## AIM
Can you turn every line of the entries below into a Markdown table with two columns, "Row" for the row number and "Line" for the line itself, leaving out blank lines?

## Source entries

══════════

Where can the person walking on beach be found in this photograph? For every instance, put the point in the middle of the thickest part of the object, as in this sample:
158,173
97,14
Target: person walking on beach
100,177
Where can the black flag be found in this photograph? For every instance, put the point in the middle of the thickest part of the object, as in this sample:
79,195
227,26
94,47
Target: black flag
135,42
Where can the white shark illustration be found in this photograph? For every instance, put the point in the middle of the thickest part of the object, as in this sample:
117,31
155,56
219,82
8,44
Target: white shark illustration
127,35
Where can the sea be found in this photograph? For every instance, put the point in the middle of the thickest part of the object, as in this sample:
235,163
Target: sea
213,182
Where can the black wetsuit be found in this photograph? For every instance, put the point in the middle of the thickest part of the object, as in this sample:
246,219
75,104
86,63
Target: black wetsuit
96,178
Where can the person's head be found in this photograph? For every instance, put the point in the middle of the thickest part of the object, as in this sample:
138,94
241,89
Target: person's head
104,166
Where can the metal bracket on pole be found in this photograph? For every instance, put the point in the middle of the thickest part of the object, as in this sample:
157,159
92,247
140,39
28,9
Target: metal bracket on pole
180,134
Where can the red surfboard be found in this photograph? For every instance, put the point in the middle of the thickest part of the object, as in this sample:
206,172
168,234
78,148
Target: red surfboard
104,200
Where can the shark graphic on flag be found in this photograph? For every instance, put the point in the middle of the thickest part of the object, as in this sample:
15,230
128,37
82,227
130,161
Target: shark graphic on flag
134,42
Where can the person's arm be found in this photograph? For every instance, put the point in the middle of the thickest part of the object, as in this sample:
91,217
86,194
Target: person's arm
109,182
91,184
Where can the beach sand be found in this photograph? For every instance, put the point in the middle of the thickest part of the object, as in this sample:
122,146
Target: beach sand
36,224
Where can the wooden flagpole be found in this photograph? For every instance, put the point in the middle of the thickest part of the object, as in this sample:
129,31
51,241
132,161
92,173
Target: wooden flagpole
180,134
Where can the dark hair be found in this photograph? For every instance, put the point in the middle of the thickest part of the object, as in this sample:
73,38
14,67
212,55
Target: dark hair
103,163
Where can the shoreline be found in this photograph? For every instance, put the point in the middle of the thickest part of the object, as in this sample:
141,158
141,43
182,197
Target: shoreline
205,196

══════════

## FINAL ANSWER
| Row | Line |
|---|---|
| 1 | Where can the person walking on beach be found in this photograph? For every instance, put the point in the middle of the thickest part of the object, as in this sample: |
| 2 | 158,173 |
| 3 | 97,14 |
| 4 | Target: person walking on beach |
| 5 | 100,177 |
| 6 | Where can the black flag be found in this photograph? For every instance, put the point in the middle of the thickest part of the object, as in this sample: |
| 7 | 79,195 |
| 8 | 227,26 |
| 9 | 94,47 |
| 10 | Target: black flag |
| 11 | 135,42 |
| 12 | Where can the white shark illustration be found in this photograph? For every instance, put the point in the middle of the thickest part of the object, as in this sample: |
| 13 | 117,31 |
| 14 | 155,56 |
| 15 | 219,82 |
| 16 | 8,44 |
| 17 | Target: white shark illustration |
| 18 | 127,35 |
| 19 | Where can the sea be found in this photograph? For every instance, put the point in the middle of the thickest part of the object, as in this sample: |
| 20 | 235,163 |
| 21 | Target: sea |
| 22 | 213,182 |
| 23 | Where can the black wetsuit be found in this photograph? For every instance, put the point in the middle of the thickest part of the object, as in this sample: |
| 24 | 246,219 |
| 25 | 75,104 |
| 26 | 86,63 |
| 27 | Target: black wetsuit |
| 28 | 96,178 |
| 29 | Where can the person's head be found in this photograph? For every instance, put the point in the middle of the thickest part of the object, as in this sample: |
| 30 | 138,94 |
| 31 | 241,89 |
| 32 | Target: person's head |
| 33 | 104,166 |
| 34 | Where can the metal bracket on pole be found in this photograph? For every instance, put the point in the middle of the thickest part of the object, as in this sample: |
| 35 | 157,159 |
| 36 | 92,247 |
| 37 | 140,39 |
| 38 | 28,9 |
| 39 | Target: metal bracket on pole |
| 40 | 180,134 |
| 41 | Where can the red surfboard be found in this photograph? For every instance, put the point in the middle of the thickest part of the object, as in this sample: |
| 42 | 206,172 |
| 43 | 168,234 |
| 44 | 78,148 |
| 45 | Target: red surfboard |
| 46 | 104,200 |
| 47 | Where can the shark graphic on flag be found in this photograph? For every instance, put the point in the middle of the thickest part of the object, as in this sample: |
| 48 | 15,230 |
| 49 | 128,37 |
| 50 | 82,227 |
| 51 | 130,161 |
| 52 | Target: shark graphic on flag |
| 53 | 134,42 |
| 54 | Where can the person's arm be found in this photograph? For every instance, put the point in the middle of the thickest part of the object, as in this sample: |
| 55 | 91,217 |
| 56 | 86,194 |
| 57 | Target: person's arm |
| 58 | 109,182 |
| 59 | 91,184 |
| 60 | Where can the beach sand be found in this photograph? For every instance, put the point in the middle of the thickest part of the object, as in this sample: |
| 61 | 122,146 |
| 62 | Target: beach sand |
| 63 | 36,224 |
| 64 | Where can the wooden flagpole be found in this photograph? For every instance, put the point in the middle of the thickest part of the object, as in this sample: |
| 65 | 129,31 |
| 66 | 51,241 |
| 67 | 132,161 |
| 68 | 92,173 |
| 69 | Target: wooden flagpole |
| 70 | 180,134 |
| 71 | Where can the dark hair be found in this photograph? For every instance, put the point in the middle of the thickest part of the object, as in this sample: |
| 72 | 73,38 |
| 73 | 14,67 |
| 74 | 212,55 |
| 75 | Target: dark hair |
| 76 | 103,163 |
| 77 | Where can the shoreline be found in this photograph? For every instance, put the point in the middle of the thickest part of the object, as in this sample: |
| 78 | 141,158 |
| 79 | 141,43 |
| 80 | 182,197 |
| 81 | Target: shoreline |
| 82 | 205,196 |